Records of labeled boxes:
::::::

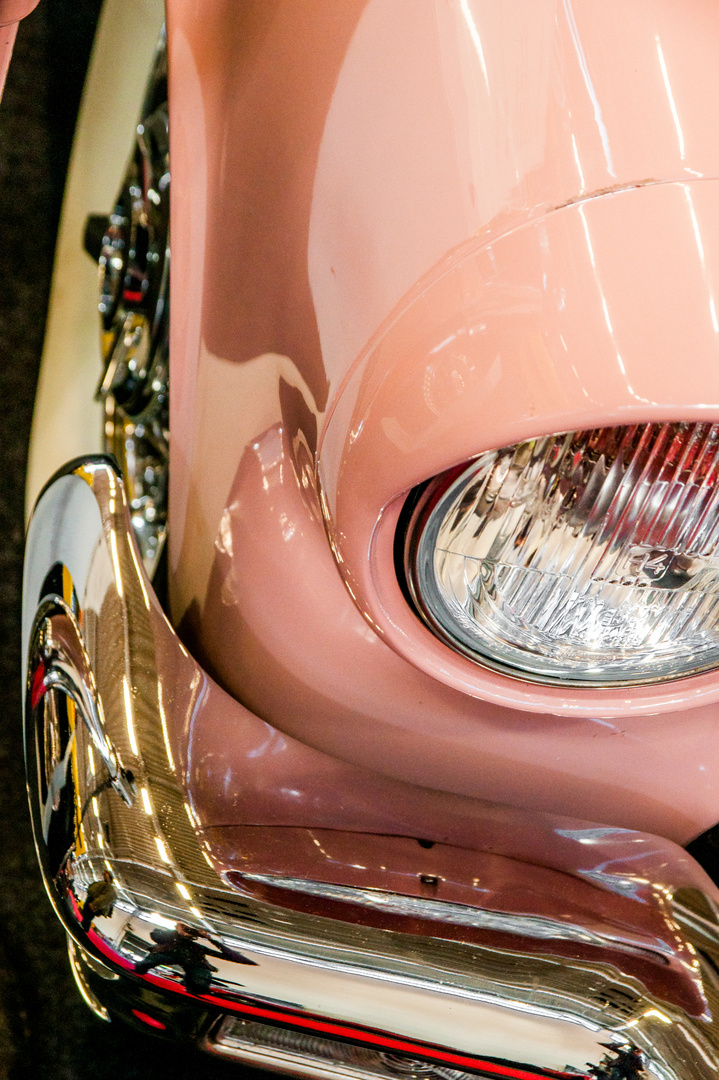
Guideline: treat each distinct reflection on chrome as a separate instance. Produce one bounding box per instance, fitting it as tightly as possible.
[98,31,169,578]
[23,458,719,1080]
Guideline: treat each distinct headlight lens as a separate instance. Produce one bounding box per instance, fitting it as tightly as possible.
[405,423,719,686]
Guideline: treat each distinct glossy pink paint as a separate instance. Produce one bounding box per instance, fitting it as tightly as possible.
[168,0,719,842]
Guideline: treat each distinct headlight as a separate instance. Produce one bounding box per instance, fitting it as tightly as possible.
[404,423,719,686]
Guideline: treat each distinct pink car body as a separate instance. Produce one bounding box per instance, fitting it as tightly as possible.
[18,0,719,1077]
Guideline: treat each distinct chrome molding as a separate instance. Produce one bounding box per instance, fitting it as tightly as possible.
[89,31,169,578]
[23,458,719,1080]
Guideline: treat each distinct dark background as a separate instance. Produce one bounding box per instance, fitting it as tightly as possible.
[0,0,258,1080]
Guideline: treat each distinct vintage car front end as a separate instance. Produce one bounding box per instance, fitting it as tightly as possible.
[23,0,719,1080]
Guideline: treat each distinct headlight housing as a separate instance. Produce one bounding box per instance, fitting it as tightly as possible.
[404,423,719,687]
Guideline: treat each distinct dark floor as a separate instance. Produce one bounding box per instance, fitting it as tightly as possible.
[0,0,260,1080]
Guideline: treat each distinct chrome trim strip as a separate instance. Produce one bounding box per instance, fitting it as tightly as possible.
[23,457,719,1080]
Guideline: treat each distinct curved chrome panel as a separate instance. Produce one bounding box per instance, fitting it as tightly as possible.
[23,458,719,1080]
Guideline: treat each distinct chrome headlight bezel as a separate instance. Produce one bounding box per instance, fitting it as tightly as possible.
[395,422,719,689]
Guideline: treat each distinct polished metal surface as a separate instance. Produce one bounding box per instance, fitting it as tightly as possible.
[93,35,169,578]
[23,458,719,1080]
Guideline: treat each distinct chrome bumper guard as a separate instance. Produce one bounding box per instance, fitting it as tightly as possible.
[23,458,719,1080]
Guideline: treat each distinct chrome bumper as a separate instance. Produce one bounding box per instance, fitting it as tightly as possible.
[23,458,719,1080]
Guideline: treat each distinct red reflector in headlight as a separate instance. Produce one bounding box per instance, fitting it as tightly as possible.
[405,423,719,686]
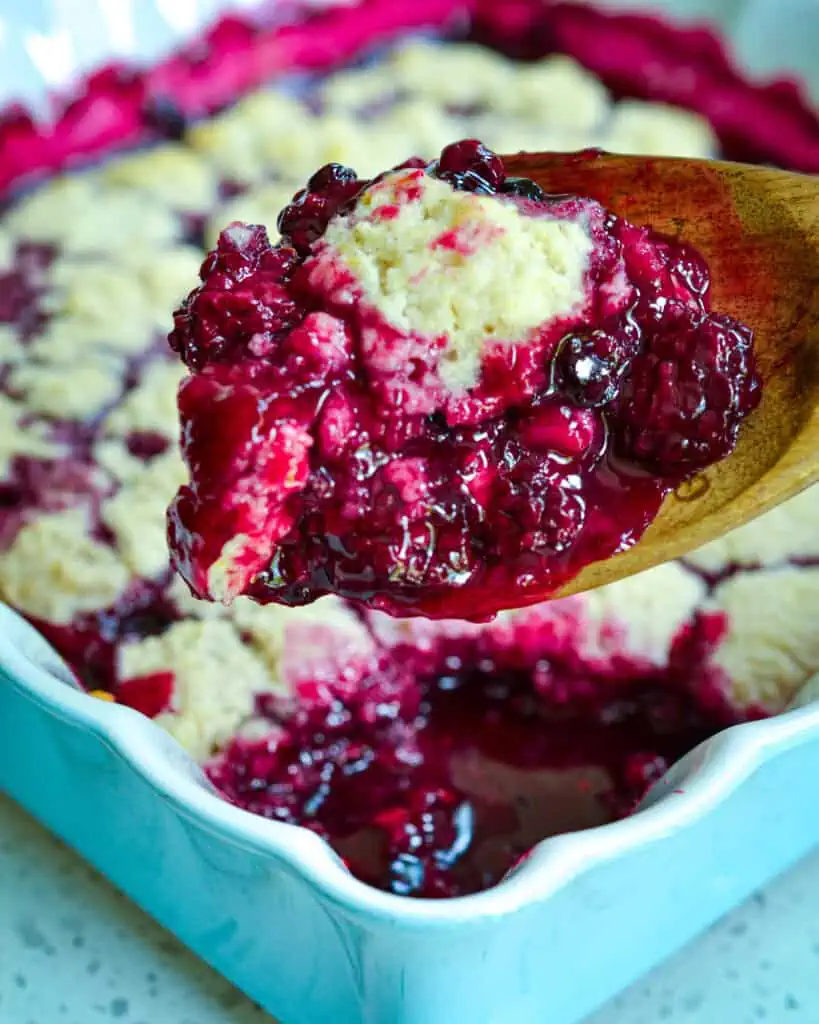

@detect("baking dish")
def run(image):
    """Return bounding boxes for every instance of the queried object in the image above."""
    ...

[7,608,819,1024]
[0,4,817,1024]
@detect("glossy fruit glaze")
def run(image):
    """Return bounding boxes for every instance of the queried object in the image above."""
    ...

[0,0,819,188]
[209,611,761,898]
[169,139,761,618]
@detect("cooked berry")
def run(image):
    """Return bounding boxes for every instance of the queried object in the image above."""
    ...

[436,138,506,191]
[501,178,546,203]
[208,611,758,898]
[618,314,761,476]
[165,140,760,617]
[307,164,357,191]
[555,331,626,408]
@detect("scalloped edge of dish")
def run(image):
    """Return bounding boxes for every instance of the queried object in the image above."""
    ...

[0,605,819,927]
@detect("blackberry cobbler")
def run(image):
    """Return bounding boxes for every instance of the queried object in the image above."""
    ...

[0,34,819,896]
[169,139,761,618]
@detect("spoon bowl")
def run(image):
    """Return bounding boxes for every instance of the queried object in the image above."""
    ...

[504,151,819,596]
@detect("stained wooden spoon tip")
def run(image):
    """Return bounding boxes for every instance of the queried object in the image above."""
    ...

[504,151,819,596]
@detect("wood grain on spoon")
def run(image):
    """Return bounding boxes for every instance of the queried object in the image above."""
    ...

[504,154,819,596]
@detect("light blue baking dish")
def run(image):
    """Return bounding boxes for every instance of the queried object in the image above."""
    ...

[0,607,819,1024]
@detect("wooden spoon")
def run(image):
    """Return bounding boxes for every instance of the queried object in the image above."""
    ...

[504,153,819,596]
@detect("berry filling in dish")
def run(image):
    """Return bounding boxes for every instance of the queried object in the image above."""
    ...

[0,24,819,896]
[169,139,761,618]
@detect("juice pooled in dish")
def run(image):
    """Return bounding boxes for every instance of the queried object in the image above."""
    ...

[169,140,761,618]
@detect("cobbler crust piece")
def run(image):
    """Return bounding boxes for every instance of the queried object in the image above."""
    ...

[0,36,819,894]
[169,139,761,618]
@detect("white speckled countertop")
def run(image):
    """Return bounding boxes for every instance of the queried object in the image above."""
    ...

[0,797,819,1024]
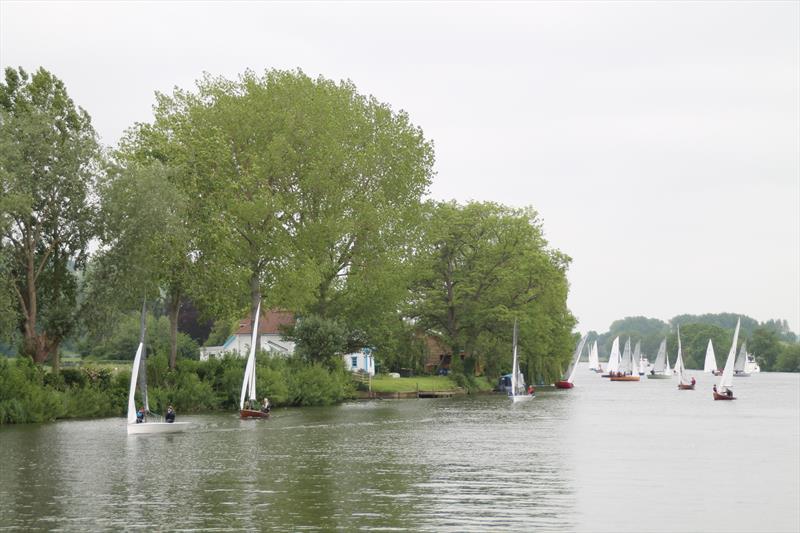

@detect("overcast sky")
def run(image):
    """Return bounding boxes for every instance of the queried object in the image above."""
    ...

[0,0,800,332]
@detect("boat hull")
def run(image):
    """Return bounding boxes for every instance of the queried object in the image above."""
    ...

[128,422,189,435]
[611,376,639,381]
[239,409,269,418]
[714,392,736,400]
[509,394,536,403]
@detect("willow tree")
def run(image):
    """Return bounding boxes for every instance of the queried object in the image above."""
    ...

[124,70,433,344]
[82,162,193,368]
[0,68,100,369]
[408,202,575,378]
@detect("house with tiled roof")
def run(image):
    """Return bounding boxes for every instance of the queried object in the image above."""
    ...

[200,309,295,361]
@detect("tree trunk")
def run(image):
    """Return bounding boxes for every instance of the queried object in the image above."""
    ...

[250,274,261,352]
[167,290,181,370]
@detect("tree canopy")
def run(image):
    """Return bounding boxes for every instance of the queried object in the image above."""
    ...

[0,68,102,367]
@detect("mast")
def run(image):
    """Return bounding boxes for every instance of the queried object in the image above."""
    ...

[511,318,519,396]
[138,298,150,413]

::::::

▸ **Directive**
Give back each entry exactly as it appears, with no pictures.

▸ **Solution for this problem**
Guideline: treat each distinct reflection on chrome as a separate instance. Produce one bounding box per instance, fitting it as tightly as possible.
[98,31,169,578]
[23,458,719,1080]
Guideline: treat each distinct headlight lens as a separate instance. Produce one bounding box per instance, fitting it as tightly as possible.
[405,423,719,686]
Guideline: treat each distinct glossy pink paint as a separate instance. Produce one bounding box per instance, fitting it as tightly as possible.
[168,0,719,842]
Guideline: treat each distinct headlight as a separate instance. Produce one bounding box per instance, fitting it as tightly as possible.
[404,423,719,686]
Guideline: treat each distinct pink car body as a separate instance. Produce one bounding box per instance, fitting it as tightly as possible.
[18,0,719,1077]
Guideline: treat each distinct chrome molding as a separate instance. Produce one bounding box per instance, fitting it as tightly as possible.
[89,31,169,578]
[23,458,719,1080]
Guideline: treat each distinct dark background as a separate instance. Produce one bounding box per instance, fitting it as tightly as possible.
[0,0,258,1080]
Guideline: treat each distinct vintage car front end as a separate instance. Produce one bounding box per instance, fitting it as tightly as possible.
[23,0,719,1080]
Guideline: treat each distinct headlight housing as a separate instance. Produce one bounding box per instance, fitting it as tightly as possible.
[404,423,719,687]
Guideline: treat each distinct dark floor as a separate instance. Produce one bounding box per instance, fitting it as tightly as possible.
[0,0,260,1080]
Guideline: treat each distinct chrome trim strip as a separate instance. Produce one bounding box per instance, fitting it as tightly as possible.
[23,457,719,1080]
Guideline: treat each distinct curved chrome panel as a separate instance. Produce one bounding box per instance, fitting it as tightly as possible.
[23,458,719,1080]
Guideline: treat each distinct chrome headlight bezel as a separate instance. Produce one bounding box per instance, fitting it as tightly as possible.
[395,422,719,689]
Guideline: treat each distinct polished metal surface as a separate instance. Produce one bounding box per instance, fitting it as tightly as possible.
[93,35,169,578]
[23,458,719,1080]
Guideline: treat each distinct chrome bumper guard as a separate instance. Produce one bounding box per instance, fitting it as tightly as possible.
[23,458,719,1080]
Guideline: treat each distinct chrome bumper as a separate instance. Produce one bounding box per instance, fitting it as tightly as possible.
[23,458,719,1080]
Guideline: treat each distinct red reflector in headlight as a separate instance. Produce one bounding box per instance, fitting it as tightly as possible.
[405,423,719,686]

@detect("baking dish")
def run(image):
    """Return bounding boxes for every instance of the queried object in the image above."""
    ...

[7,608,819,1024]
[0,4,817,1024]
@detect("glossy fruit glaze")
def run(image):
    """Return bounding boxes for every instance of the queried object in the image above."""
    ...

[0,0,819,188]
[209,611,761,898]
[169,139,761,618]
@detect("cooked berry")
def run(image):
    """Return bounding boxes for every instance of the queried object in the image above."""
    ...

[436,138,506,191]
[501,178,546,203]
[208,611,758,898]
[618,314,761,476]
[165,140,760,617]
[307,164,357,191]
[555,331,626,408]
@detect("scalloped edge of dish")
def run(image):
    """Return bounding boxes for every instance of the queried object in the image above."""
    ...

[0,605,819,927]
@detect("blackberry cobbler")
def run(image):
    """Return bounding boxes for every instance of the queried object in the image above."""
    ...

[0,34,819,896]
[169,139,761,618]
@detect("spoon bowl")
def run(image):
    """Return bounding boxes for every instance of the queried object in the image above."""
    ...

[504,151,819,596]
@detect("stained wooden spoon tip")
def run(image):
    """Return bounding boxes for every instance of the queried object in the image above."""
    ...

[504,151,819,596]
@detect("wood grain on spoon")
def run(image):
    """Return bounding boxes for every instance of the queried object in the image above."""
    ...

[504,154,819,596]
@detect("light blue baking dish")
def run(image):
    """Return bounding boxes for every instance of the queried object in the image above."""
    ...

[0,607,819,1024]
@detect("wooden spoon")
def run(image):
    """Return bounding boxes for every instance of the queried object in the image above."""
    ...

[504,153,819,596]
@detect("berry filling in dish")
def run(image):
    """Return bounding boxes for every instance of the queried object in the image above."""
    ...

[0,24,819,896]
[169,139,761,618]
@detect("juice pooled in dish")
def run(image):
    """Return bounding boxes for every instance of the queried object in the image above."""
    ...

[169,140,761,618]
@detect("cobbler crust piece")
def run(image):
    """Return bounding boxes for every instance of the queried object in the image above."""
    ...

[0,36,819,894]
[169,139,761,618]
@detect("white speckled countertop")
def run(image):
    """Return bounding boxes for every instance of the queried object in the image above."""
    ...

[0,797,819,1024]

@detect("overcast sky")
def run(image):
    """Return bounding boxes for every instance of the queried object in the image above."""
    ...

[0,0,800,332]
@detect("boat hull")
def run(image):
    """Return bounding boxes for every instance of the queried object in the image above."""
    ...

[128,422,189,435]
[611,376,639,381]
[239,409,269,418]
[714,392,736,400]
[509,394,536,403]
@detect("willow tree")
def run(image):
    """Return bounding boxes for every instance of the queried object in the image above."""
    ...

[124,70,433,344]
[82,162,193,368]
[0,68,100,369]
[408,202,575,378]
@detect("house with tiled roof")
def run(image):
    """Return bounding boxes for every instance of the queried object in the image above."""
    ...

[200,309,295,361]
@detect("tree trunk")
def run(image):
    """Return bounding boxes for every instance of the queried object in the image above."""
    ...

[250,274,261,352]
[167,290,181,370]
@detect("tree canopy")
def run(image):
    """Return bounding boxes for every instance of the queried object in the image above."""
    ...

[0,68,102,367]
@detect("mast")
def run(image):
    """Return bounding boxes for every instance of the queried object in the image above."""
    ...

[511,318,519,396]
[138,298,150,413]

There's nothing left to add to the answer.